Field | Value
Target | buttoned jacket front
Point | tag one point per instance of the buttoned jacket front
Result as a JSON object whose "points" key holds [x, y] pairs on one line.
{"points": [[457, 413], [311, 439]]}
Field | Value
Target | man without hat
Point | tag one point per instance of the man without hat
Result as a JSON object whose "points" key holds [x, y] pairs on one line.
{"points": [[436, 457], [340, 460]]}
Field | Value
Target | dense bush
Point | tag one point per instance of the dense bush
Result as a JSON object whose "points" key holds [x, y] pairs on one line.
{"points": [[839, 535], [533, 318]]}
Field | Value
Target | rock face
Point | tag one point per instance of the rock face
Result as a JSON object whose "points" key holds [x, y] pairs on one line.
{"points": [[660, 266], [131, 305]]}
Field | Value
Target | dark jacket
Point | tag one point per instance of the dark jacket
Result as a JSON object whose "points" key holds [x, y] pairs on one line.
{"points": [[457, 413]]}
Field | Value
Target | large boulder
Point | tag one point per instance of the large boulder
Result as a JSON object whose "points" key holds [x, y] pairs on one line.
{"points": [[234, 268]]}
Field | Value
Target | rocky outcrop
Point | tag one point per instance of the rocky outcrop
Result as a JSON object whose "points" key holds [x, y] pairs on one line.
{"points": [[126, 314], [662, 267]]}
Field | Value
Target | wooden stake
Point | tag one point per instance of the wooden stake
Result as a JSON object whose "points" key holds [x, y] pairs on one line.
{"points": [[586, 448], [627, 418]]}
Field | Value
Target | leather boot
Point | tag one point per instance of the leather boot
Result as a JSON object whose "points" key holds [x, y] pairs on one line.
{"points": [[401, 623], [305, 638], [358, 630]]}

....

> _TASK TO COMPLETE_: Transcribe every entry exactly, omitting nothing.

> _EXERCISE RESULT_:
Field | Value
Target | buttoned jacket front
Point | tag one point per instance of the buttoned jacket front
Result as a JSON object whose "points" key holds [x, y] pairs on one line.
{"points": [[457, 413], [311, 439]]}
Field | Value
Target | man without hat
Point | tag one point per instance of the man without hat
Result as a JSON object whose "points" key holds [x, y] pairs on one line.
{"points": [[436, 457], [340, 460]]}
Field | Value
Target | dense bush
Point | tag one point per instance of the dense bush
Result as a JSON object whose "points" key holds [x, y] pairs on one line.
{"points": [[839, 535], [533, 318]]}
Field | Value
Target | rock face
Point | tag one point per instance of the rock face
Result as a JSON object whose "points" key holds [x, y] pairs on one line.
{"points": [[660, 266], [131, 305]]}
Field | Value
Target | dark jacket
Point | tag one point per instance of the dark jacket
Result as a JSON object whose "points" key holds [x, y] pairs on one line.
{"points": [[457, 413]]}
Field | Value
Target | large boulder
Point | tag one point per instance of the large boulder
Result as a JSON object whose "points" key holds [x, y] pairs on one line.
{"points": [[234, 268]]}
Field | Value
Target | rocky outcrop
Point | tag one point per instance of the rocky outcrop
Result as a JSON object whose "points" key holds [x, y] pairs on one line.
{"points": [[126, 314], [662, 267]]}
Field | Value
Target | wooden stake
Point | tag one point per instance of the wooden stake
Result as a JSON object whose "points" key holds [x, y] pairs on one line.
{"points": [[586, 448], [627, 418]]}
Field | Value
Target | leather boot
Point | tag one point per instance of the leather boot
Result as a JSON object whose "points" key holds [x, y] pairs on one line.
{"points": [[401, 623], [305, 638], [358, 630]]}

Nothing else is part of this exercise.